> **Document**:
----
Demo Dataset#

class lmp.dset.DemoDset(*, ver: Optional[str] = None)[source]#

Bases: BaseDset

Demo dataset.

This dataset is consist of 2-digits addition literatures. All literatures have the following format:

If you add \(a\) to \(b\) you get \(a + b\) .

where \(a, b\) are integers within \(0\) to \(99\) (inclusive).

Here we describe the dataset in detail. Let \(N = \set{0, 1, \dots, 99}\) be the set of non-negative integers which are less than \(100\). Let \(a, b \in N\).

Version	Design Philosophy	Constraint
`train`	Training set.	\(a < b\)
`valid`	Check whether model learn commutative law on 2-digits integer addition.	\(a > b\)
`test`	Check whether model learn to generalize 2-digits addition.	\(a = b\)

Parameters: ver (Optional[str], default: None) – Version of the dataset. Set to None to use the default version self.__class__.df_ver.

df_ver#

Default version is 'train'.

Type: ClassVar[str]

dset_name#

CLI name of demo dataset is demo.

Type: ClassVar[str]

spls#

All samples in the dataset.

Type: list[str]

ver#

Version of the dataset.

Type: str

vers#

Supported versions including 'train', 'test' and 'valid'.

Type: ClassVar[list[str]]

See also

lmp.dset: All available datasets.

Examples

>>> from lmp.dset import DemoDset
>>> dset = DemoDset(ver='train')
>>> dset[0]
'If you add 0 to 1 you get 1 .'

__getitem__(idx: int) → str#

Sample text using index.

Parameters: idx (int) – Sample index.
Returns: The sample whose index equals to idx.
Return type: str

__iter__() → Iterator[str]#

Iterate through each sample in the dataset.

Yields: str – One sample in self.spls, ordered by sample indices.

__len__() → int#

Get dataset size.

Returns: Number of samples in the dataset.
Return type: int

static download_file(mode: str, download_path: str, url: str) → None#

Download file from url.

Parameters

mode (str) – Can only be 'binary' or 'text'.
download_path (str) – File path of the downloaded file.
url (str) – URL of the file to be downloaded.

Return type

None

static norm(txt: str) → str#

Text normalization.

Text will be NFKC normalized. Whitespaces are collapsed and strip from both ends.

Parameters: txt (str) – Text to be normalized.
Returns: Normalized text.
Return type: str
----
> **Extracted data**:

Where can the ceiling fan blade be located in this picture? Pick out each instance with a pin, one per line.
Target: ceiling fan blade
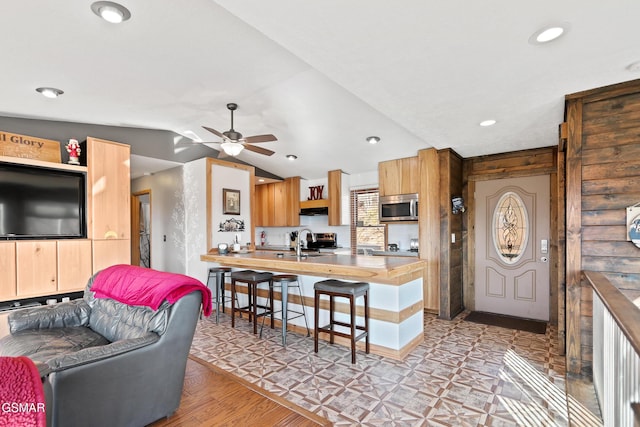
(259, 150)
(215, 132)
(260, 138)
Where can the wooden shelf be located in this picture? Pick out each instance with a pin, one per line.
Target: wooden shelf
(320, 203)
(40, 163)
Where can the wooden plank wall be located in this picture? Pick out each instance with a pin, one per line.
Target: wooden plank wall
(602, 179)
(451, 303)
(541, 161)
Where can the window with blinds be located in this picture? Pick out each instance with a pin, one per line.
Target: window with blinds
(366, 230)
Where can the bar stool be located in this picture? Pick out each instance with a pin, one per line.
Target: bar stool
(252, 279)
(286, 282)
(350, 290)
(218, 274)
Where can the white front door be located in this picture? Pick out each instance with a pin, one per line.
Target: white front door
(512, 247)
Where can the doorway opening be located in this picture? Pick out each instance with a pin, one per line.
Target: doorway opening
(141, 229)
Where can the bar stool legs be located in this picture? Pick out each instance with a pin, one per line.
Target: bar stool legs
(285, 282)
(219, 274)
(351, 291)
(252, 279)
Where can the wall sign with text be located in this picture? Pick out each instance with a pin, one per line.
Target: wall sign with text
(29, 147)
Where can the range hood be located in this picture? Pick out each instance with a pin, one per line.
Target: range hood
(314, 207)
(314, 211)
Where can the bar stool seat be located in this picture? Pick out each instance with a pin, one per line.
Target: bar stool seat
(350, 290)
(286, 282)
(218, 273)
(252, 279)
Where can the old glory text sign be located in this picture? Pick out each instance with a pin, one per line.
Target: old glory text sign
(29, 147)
----
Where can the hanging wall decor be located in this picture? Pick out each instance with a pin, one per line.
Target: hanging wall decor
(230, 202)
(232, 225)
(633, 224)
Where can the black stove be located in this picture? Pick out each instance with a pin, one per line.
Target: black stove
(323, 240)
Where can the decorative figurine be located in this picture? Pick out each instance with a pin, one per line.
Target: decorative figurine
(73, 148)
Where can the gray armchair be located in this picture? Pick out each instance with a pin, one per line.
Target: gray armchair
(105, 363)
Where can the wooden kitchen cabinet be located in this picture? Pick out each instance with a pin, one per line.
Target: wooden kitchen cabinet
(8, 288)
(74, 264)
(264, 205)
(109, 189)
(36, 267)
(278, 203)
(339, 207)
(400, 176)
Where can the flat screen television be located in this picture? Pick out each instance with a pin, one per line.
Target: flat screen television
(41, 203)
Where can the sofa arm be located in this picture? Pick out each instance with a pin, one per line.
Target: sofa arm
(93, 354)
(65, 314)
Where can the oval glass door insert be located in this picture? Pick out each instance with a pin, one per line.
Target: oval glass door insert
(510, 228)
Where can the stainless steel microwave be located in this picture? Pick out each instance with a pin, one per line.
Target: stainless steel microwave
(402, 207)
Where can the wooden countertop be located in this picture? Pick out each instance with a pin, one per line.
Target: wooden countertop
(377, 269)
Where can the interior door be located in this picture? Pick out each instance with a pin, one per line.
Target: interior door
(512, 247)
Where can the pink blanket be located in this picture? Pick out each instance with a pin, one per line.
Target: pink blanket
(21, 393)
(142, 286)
----
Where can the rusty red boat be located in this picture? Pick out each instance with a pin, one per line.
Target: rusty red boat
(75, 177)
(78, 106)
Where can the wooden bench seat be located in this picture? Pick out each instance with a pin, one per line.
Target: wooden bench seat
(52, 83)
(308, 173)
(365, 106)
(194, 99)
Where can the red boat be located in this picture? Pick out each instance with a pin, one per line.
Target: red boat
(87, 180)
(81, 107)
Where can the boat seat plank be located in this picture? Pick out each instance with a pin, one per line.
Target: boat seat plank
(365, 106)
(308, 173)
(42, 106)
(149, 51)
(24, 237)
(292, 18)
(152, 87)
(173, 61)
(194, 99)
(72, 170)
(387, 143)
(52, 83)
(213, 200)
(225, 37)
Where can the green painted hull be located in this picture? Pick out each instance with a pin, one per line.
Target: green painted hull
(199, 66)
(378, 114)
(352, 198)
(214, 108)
----
> **Exercise requirements**:
(1) From the demo dataset documentation, reproduce the stretch from "Returns: The sample" through "Get dataset size." word for word.
(2) According to the demo dataset documentation, which constraint on a and b applies to the `test` version?

> **Solutions by task**:
(1)
Returns: The sample whose index equals to idx.
Return type: str

__iter__() → Iterator[str]#

Iterate through each sample in the dataset.

Yields: str – One sample in self.spls, ordered by sample indices.

__len__() → int#

Get dataset size.

(2) In the `test` version, a equals b.